Defendant testified that he had slept at the apartment of a friend at 7650 S. Marquette (a few blocks from the IC station at 76th and Exchange) on the night of July 22, 1971. He awoke between 7:15 and 7:30 a.m. on July 23 to go to work, leaving his friend’s apartment at approximately 8:30 a.m. Because he could not start his car, he began to walk toward the home of another friend who lived at 7641 S. Phillips to obtain assistance. As he was walking, a “big Mexican man” (Flores) ran up from behind him, grabbed him, began to choke him and to hit him on the head with the butt of a gun.

To protect himself, he ran into the hotel and asked the desk clerk to call the police. Defendant testified that Flores then grabbed him again and only then identified himself as a police officer.

Defendant denied committing the IC robbery, denied having any sort of brown paper bag in his possession, and denied wearing yellow slacks with a blue or grey stripe. He testified that a police officer had forced him to put those slacks on while he was locked in a cell in the police station prior to the lineup.

73-2913 — Summary of Evidence

At defendant’s trial under indictment number 73-2913, the following relevant facts were elicited from the testimony:

Complainant1 testified that at approximately 8 a.m. on July 3, 1973, she was leaving her residence near 74th Street and South Chappel in Chicago to go to work. As she reached the backyard gate leaving to the alley behind her apartment building, a man with a gun stopped her. The man, *670whom she identified as the defendant, said to hér: “Don’t move, don’t scream, or I’ll blow your head off.” They went back into the yard, and he forced her to go under the back porch with him. He told her to give him her money, and she gave him two dollars and some change.

Then he asked her if she lived in the building. She said yes. He asked her if there was anyone else home and if she had a dog. She answered both questions in the negative. Pointing the gun at her, defendant ordered her to take him to her apartment. Once inside the apartment he made her lock the door and give the keys to him. He conducted a thorough search of the apartment, looking for anyone else who might be there. Satisfied that the apartment was empty and that no one else would come in, he ordered her into the bedroom and told her to undress. He then unzipped his pants and forced her to perform an oral sexual act upon him. During this act, he said, “Is this the best you can do?” He then pushed her down on the bed, put the gun in his back pocket, and had sexual intercourse with her. At one point, she attempted to reach for his gun. He felt her movement and again threatened to kill her. He explained to her that he was doing this because he had a brother who was a drug addict and he needed money to support his brother’s habit.

After he reached a climax, he asked her if she had any cash in the apartment. She said no, but suggested that he take her stereo. He replied that he didn’t know if he would be able to sell a stereo, but he took some 8-track recording tapes and records and put them into a shopping bag he had brought with him. The complainant observed a clock with a glass dome inside the shopping bag. She asked him where he got it and he replied, “Oh, I’m really hot this morning, I’ve hit two girls already this morning, and this is what I got from one of them.” The defendant then cocked the gun and pointed it at her from a distance of about four feet. She began to cry and begged him not to kill her. He said he wouldn’t kill her. Then, he asked her for another shopping bag. She told him she had another one in a closet in front of the apartment. While the defendant reached inside the closet for the bag, the complainant unlocked the door and ran to an apartment building next door. She was still naked. Two men standing in the entrance to the building refused to help her, saying that they didn’t want to get involved. She rang all of the doorbells in the building until someone responded, let her in and gave her assistance.

**APPLY WHAT YOU READ**
a) Output the court opinion excerpt word for word, covering the stretch from "Complainant1 testified that" through "and some change.".
b) List every street location given in the court opinion excerpt, including both numbered addresses and street intersections.

**RECORDS SUPPLIED**

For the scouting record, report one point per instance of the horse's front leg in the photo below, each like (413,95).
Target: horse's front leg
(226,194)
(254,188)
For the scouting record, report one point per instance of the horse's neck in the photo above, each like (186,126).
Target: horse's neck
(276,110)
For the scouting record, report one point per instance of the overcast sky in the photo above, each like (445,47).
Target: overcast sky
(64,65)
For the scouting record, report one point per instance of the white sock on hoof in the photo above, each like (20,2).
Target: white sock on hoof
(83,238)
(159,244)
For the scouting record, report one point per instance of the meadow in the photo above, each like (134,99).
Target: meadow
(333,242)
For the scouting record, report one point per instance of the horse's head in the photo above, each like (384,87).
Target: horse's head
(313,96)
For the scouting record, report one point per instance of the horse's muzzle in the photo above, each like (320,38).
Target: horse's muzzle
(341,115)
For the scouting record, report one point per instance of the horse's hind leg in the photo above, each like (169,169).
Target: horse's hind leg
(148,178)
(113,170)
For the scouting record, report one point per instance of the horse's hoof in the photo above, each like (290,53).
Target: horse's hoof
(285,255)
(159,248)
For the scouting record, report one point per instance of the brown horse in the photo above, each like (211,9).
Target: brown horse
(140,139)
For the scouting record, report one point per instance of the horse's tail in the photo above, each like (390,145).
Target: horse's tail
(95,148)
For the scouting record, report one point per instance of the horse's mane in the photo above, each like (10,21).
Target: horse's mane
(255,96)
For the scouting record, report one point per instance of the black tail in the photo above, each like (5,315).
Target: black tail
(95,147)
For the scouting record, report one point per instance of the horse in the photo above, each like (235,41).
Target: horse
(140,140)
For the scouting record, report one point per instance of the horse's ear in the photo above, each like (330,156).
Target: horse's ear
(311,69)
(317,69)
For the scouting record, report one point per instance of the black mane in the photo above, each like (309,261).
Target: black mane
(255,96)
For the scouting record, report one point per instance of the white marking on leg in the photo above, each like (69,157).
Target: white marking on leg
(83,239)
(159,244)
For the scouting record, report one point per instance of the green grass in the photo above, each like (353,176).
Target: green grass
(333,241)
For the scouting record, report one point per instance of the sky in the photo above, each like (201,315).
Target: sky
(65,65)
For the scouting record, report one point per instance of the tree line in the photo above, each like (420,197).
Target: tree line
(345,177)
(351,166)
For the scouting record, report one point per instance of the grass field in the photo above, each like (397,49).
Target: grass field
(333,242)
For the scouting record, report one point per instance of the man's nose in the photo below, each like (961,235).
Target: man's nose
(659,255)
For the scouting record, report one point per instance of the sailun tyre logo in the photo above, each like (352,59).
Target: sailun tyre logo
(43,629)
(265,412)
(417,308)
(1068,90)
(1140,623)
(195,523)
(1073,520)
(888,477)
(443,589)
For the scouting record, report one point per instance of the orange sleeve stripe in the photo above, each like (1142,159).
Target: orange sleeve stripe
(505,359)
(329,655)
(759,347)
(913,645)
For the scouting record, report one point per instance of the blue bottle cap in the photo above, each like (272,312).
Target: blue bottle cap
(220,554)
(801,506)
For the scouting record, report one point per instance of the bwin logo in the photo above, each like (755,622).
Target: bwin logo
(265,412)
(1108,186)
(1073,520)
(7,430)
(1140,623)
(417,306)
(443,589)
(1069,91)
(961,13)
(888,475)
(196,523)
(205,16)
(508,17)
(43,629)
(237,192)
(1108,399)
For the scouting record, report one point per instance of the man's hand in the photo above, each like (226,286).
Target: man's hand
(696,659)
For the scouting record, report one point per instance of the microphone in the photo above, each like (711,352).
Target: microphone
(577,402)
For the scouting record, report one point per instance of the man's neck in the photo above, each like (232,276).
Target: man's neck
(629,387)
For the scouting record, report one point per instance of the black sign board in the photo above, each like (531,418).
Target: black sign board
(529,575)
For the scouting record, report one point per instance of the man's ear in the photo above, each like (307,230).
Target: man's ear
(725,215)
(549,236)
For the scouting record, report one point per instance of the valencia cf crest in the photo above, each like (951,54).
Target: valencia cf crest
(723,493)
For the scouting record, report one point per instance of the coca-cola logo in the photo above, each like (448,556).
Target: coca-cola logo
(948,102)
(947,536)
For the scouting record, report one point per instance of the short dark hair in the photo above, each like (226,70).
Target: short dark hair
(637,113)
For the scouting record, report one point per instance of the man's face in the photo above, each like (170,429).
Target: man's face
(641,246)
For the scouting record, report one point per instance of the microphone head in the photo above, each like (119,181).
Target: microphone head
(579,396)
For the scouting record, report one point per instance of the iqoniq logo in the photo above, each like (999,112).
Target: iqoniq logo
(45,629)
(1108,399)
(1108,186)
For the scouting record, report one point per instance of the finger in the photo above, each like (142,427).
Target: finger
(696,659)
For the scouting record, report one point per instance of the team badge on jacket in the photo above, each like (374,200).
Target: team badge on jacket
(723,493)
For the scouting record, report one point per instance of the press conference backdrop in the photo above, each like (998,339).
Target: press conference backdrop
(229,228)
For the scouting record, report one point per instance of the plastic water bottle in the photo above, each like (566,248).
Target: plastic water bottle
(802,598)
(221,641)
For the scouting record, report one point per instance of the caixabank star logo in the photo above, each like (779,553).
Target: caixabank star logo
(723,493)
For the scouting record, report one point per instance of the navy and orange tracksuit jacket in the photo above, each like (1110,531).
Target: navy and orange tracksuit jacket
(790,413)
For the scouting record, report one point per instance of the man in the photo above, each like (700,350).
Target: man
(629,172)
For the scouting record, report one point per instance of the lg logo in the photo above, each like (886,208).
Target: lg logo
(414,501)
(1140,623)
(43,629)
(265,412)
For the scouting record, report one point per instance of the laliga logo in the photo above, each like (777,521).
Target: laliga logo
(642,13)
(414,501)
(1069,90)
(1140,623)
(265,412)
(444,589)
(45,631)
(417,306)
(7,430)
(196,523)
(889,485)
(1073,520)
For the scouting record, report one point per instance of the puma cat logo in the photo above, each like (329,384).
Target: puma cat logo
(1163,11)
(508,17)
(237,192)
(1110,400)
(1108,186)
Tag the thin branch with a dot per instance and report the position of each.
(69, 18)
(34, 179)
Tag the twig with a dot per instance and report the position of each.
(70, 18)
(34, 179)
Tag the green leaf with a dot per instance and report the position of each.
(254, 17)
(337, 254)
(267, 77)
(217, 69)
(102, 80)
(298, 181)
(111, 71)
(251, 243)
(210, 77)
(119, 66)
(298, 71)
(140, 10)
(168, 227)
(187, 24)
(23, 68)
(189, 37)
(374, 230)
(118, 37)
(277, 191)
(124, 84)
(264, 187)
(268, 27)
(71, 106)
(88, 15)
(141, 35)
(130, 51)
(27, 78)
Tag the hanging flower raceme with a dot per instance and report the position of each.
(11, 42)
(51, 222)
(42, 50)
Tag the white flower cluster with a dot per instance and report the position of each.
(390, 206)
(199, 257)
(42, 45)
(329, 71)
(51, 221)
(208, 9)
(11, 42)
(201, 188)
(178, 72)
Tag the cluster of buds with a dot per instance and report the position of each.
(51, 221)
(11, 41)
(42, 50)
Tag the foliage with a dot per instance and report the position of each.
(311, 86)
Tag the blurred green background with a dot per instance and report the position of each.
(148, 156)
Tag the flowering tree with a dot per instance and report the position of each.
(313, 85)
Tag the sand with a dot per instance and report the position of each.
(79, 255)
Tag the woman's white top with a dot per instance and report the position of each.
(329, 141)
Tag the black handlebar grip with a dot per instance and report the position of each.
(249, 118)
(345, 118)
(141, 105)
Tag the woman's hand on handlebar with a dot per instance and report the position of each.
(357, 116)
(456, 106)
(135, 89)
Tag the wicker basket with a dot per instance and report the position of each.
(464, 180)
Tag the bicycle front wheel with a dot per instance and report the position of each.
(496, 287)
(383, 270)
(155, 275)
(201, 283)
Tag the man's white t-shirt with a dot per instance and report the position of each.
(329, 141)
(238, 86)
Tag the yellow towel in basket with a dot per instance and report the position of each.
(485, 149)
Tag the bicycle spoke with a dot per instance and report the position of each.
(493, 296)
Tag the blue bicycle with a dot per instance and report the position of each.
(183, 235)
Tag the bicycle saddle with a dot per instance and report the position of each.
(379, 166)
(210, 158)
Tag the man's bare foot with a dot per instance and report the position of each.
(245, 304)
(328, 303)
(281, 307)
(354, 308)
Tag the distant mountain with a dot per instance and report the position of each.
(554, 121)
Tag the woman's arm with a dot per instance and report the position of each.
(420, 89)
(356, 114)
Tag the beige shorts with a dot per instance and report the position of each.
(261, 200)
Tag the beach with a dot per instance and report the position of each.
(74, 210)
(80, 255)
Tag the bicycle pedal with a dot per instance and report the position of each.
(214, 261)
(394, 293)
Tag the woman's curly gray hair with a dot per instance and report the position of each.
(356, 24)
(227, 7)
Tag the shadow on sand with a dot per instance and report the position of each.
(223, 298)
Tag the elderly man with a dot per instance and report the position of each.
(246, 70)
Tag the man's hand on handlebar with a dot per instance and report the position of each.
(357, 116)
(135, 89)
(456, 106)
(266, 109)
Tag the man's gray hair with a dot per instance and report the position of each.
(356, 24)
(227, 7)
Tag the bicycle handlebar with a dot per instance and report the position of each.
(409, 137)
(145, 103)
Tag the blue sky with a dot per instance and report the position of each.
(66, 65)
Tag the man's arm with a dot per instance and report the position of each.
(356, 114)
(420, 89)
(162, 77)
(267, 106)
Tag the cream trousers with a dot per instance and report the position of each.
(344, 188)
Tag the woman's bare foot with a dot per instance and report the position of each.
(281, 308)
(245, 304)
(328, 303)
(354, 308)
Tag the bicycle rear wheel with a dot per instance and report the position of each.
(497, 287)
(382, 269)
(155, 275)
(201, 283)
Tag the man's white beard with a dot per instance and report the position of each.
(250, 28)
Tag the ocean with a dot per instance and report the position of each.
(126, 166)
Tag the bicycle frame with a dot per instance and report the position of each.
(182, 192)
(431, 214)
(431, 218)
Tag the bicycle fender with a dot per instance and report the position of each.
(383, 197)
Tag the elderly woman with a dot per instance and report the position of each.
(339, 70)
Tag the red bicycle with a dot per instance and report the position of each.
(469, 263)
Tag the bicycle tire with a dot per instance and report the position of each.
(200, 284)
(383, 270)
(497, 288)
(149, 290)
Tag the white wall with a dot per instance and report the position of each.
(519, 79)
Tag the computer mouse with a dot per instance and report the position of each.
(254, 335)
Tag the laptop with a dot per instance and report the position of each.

**ANSWERS FOR EACH ITEM**
a)
Complainant1 testified that at approximately 8 a.m. on July 3, 1973, she was leaving her residence near 74th Street and South Chappel in Chicago to go to work. As she reached the backyard gate leaving to the alley behind her apartment building, a man with a gun stopped her. The man, *670whom she identified as the defendant, said to hér: “Don’t move, don’t scream, or I’ll blow your head off.” They went back into the yard, and he forced her to go under the back porch with him. He told her to give him her money, and she gave him two dollars and some change.

b)
- 7650 S. Marquette
- 76th and Exchange
- 7641 S. Phillips
- 74th Street and South Chappel